* _TEXTE CHOISI_
════════

La mention « photographie retouchée » est entrée en vigueur le 1er octobre 2017. Elle sera obligatoire sur toute photo de corps humain retouchée.
Quelles sont les conditions et le périmètre d’application de la mention « publicité retouchée » telle que rendue obligatoire par la loi 2016-41 du 26 janvier 2016, dans les conditions précisées par le décret d’application 2017-738 du 4 mai 2017 ? Quelles peuvent être les sanctions si les annonceurs ne respectent pas cette nouvelle législation ?
Réponses avec nos interviewées, Gaëlle Bloret-Pucci, Avocat associé, BCTG Avocats AARPI et Georgina van der Heijden, Avocat, BCTG Avocats AARPI.
Qu’entend le législateur par « photographie retouchée » ?
L’article 19 de la loi n°2016-41 du 26 janvier 2016 de modernisation de notre système de santé, dont l’objectif est de combattre les troubles alimentaires tels que l’anorexie, a inséré un nouvel article L.2133-2 au Code de la Santé publique obligeant désormais les annonceurs à faire figurer la mention « photographie retouchée » sur toute photographie à usage commercial de mannequins « dont l’apparence corporelle a été modifiée par un logiciel de traitement d’image afin d’affiner ou d’épaissir la silhouette du mannequin ».

════════

* _TRAVAIL DEMANDÉ_
1. Traduisez en anglais la phrase suivante du texte choisi : « La mention « photographie retouchée » est entrée en vigueur le 1er octobre 2017. »
2. Recopiez sans rien changer le passage du texte choisi qui commence aux mots « Quelles sont les » et s'arrête après les mots « BCTG Avocats AARPI. ».

════════

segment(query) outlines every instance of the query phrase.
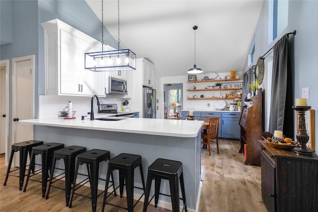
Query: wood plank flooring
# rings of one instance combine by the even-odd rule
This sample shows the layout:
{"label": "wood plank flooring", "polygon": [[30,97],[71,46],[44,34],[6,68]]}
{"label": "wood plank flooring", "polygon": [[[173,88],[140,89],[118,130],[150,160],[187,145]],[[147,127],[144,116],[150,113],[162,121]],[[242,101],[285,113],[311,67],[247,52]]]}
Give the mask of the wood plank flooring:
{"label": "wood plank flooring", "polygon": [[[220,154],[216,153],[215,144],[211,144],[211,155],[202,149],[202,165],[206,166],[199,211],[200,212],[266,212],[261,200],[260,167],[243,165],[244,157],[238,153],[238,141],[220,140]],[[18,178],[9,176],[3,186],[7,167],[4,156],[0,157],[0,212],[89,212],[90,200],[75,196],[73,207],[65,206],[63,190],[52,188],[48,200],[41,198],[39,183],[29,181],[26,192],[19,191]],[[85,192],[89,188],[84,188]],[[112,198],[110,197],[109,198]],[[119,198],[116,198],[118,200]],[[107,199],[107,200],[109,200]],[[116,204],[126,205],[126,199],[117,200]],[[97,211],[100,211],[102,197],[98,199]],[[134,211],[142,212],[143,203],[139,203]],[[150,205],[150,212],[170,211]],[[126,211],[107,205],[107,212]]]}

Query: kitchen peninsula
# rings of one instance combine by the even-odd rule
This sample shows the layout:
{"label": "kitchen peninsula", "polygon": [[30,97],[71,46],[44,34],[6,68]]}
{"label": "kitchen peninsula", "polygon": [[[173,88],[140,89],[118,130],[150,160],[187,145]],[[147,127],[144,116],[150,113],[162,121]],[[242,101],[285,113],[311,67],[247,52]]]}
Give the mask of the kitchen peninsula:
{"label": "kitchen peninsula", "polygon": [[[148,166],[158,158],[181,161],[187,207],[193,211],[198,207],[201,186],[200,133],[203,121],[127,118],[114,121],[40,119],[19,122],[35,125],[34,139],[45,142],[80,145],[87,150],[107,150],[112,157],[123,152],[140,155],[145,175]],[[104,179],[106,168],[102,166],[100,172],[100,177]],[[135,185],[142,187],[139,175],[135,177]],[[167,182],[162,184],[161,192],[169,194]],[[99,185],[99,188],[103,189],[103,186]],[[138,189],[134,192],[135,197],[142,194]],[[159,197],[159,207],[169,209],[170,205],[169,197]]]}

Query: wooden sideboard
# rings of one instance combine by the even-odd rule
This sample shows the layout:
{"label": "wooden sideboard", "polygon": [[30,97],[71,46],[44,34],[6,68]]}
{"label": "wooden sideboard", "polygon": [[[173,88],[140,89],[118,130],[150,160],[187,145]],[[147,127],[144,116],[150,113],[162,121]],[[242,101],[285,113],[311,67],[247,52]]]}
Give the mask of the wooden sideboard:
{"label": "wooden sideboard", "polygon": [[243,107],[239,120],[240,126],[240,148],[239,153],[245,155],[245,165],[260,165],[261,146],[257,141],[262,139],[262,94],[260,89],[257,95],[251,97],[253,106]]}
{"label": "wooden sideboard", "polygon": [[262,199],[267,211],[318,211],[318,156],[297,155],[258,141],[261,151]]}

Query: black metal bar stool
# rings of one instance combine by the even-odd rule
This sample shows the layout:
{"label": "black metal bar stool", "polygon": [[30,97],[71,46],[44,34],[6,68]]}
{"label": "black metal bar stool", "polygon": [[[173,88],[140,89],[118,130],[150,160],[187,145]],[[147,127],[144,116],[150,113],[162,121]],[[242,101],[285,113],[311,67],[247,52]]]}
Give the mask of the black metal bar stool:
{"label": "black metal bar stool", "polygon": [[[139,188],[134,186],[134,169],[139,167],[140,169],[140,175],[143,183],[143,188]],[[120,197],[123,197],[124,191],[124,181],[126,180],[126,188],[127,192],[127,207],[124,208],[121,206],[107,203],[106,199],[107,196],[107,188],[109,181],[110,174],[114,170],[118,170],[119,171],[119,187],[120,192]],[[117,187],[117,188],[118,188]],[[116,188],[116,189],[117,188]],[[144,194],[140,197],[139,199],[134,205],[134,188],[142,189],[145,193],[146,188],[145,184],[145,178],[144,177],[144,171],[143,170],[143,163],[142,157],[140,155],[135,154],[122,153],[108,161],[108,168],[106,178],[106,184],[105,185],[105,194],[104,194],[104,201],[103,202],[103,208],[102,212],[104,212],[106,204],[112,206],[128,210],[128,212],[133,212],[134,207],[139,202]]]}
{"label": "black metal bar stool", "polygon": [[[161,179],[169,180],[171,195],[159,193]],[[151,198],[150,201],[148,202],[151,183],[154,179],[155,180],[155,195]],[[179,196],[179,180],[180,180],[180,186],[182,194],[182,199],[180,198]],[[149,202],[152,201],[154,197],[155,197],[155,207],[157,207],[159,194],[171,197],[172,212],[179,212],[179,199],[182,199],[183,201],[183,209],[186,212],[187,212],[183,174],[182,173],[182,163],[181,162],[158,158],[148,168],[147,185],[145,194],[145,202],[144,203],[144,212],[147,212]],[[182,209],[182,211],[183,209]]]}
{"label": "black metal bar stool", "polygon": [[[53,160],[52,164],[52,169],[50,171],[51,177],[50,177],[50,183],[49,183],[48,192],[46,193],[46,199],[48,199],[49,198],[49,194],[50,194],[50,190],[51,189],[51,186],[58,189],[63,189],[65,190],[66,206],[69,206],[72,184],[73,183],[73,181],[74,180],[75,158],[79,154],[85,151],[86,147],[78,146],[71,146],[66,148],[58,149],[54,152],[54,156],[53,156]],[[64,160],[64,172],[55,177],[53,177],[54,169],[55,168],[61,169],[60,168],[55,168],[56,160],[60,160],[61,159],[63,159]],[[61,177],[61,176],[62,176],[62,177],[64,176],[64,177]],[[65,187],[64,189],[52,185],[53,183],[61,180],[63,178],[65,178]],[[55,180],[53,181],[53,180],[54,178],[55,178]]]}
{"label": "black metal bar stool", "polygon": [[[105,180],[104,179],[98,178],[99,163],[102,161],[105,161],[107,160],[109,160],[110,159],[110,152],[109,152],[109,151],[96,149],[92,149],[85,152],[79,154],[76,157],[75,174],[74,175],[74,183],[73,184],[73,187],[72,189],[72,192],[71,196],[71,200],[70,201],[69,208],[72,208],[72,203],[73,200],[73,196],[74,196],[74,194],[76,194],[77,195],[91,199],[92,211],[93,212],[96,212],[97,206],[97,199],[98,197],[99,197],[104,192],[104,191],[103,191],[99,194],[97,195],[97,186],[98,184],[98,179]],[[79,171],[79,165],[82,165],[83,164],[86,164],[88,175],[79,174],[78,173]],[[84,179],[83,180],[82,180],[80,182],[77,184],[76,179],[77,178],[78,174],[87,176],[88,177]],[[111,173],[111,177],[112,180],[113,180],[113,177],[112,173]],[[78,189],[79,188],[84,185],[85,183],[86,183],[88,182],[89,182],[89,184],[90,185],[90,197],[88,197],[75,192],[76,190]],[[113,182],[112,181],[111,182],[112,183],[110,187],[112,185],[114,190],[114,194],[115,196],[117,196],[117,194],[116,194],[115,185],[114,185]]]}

════════

* _RÉPONSES AUX CONSIGNES_
1. The "retouched photograph" notice came into force on October 1, 2017.

2.
Quelles sont les conditions et le périmètre d’application de la mention « publicité retouchée » telle que rendue obligatoire par la loi 2016-41 du 26 janvier 2016, dans les conditions précisées par le décret d’application 2017-738 du 4 mai 2017 ? Quelles peuvent être les sanctions si les annonceurs ne respectent pas cette nouvelle législation ?
Réponses avec nos interviewées, Gaëlle Bloret-Pucci, Avocat associé, BCTG Avocats AARPI et Georgina van der Heijden, Avocat, BCTG Avocats AARPI.